■ REQUIRED WORK: Rewrite the stretch of the listing from the line containing "Please mark the upright" through the end of the listing, both ends included, and scale every point coordinate in the answers by 2.1, rounding to whole numbers with halves rounded up. Keep all the requests in place and unchanged, and give only this stretch.
══════════
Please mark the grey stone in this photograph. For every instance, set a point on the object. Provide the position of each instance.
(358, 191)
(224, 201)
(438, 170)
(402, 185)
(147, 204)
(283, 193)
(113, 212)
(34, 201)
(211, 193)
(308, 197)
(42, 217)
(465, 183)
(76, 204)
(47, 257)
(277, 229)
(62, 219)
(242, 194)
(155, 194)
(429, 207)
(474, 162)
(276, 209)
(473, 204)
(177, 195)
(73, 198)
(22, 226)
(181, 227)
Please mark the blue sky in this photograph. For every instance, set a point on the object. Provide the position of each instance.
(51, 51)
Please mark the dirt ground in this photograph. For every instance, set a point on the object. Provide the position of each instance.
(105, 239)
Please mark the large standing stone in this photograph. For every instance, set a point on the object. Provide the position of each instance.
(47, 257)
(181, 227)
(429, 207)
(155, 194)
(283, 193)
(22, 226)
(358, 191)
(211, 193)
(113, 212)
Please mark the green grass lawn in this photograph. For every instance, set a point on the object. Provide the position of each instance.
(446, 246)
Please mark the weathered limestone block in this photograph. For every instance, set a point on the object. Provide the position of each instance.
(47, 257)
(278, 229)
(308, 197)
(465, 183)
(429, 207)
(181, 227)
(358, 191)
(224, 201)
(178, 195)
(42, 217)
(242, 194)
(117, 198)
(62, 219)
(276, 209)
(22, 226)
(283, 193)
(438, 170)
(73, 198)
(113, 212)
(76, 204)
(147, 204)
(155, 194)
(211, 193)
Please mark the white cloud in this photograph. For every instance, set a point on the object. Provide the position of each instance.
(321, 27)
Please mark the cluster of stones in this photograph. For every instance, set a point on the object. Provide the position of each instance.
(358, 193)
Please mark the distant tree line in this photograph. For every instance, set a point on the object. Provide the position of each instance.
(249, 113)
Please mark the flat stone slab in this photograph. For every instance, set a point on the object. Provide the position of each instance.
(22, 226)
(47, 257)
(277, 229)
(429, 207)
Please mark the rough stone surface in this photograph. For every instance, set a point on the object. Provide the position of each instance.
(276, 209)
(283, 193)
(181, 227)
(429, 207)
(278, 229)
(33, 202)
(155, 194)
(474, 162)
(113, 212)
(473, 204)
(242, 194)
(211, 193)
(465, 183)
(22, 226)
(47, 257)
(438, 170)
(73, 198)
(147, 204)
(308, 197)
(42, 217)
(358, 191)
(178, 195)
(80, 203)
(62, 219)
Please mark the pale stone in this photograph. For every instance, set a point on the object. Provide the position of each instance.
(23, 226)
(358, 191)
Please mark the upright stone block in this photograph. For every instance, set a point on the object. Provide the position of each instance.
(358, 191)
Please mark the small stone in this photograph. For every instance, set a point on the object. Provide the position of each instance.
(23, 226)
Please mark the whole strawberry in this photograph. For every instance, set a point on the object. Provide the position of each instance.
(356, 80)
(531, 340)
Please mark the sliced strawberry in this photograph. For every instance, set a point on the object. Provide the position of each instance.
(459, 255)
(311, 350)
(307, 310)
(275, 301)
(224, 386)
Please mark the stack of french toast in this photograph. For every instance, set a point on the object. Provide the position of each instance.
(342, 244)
══════════
■ RESPONSE TO THE EXERCISE:
Please mark the upright stone block in this photograph. For every instance, set a point on the object. Provide the position of each instance.
(752, 401)
Please mark the small stone in this photograph. For every instance, set a point on the object. Provide the position of each instance.
(48, 475)
Please mark the whole strawberry in this photograph. For every instance, set a point on the object. Provide the position of each instance.
(748, 168)
(1115, 714)
Please mark the sliced strawberry in this photograph. For every instance, set a point on the object. Provide the position of each instance.
(964, 536)
(653, 735)
(645, 651)
(578, 632)
(470, 811)
Please mark the stack of french toast in this photograph. For every instance, set a point on the object. Provide the position of each instance.
(718, 512)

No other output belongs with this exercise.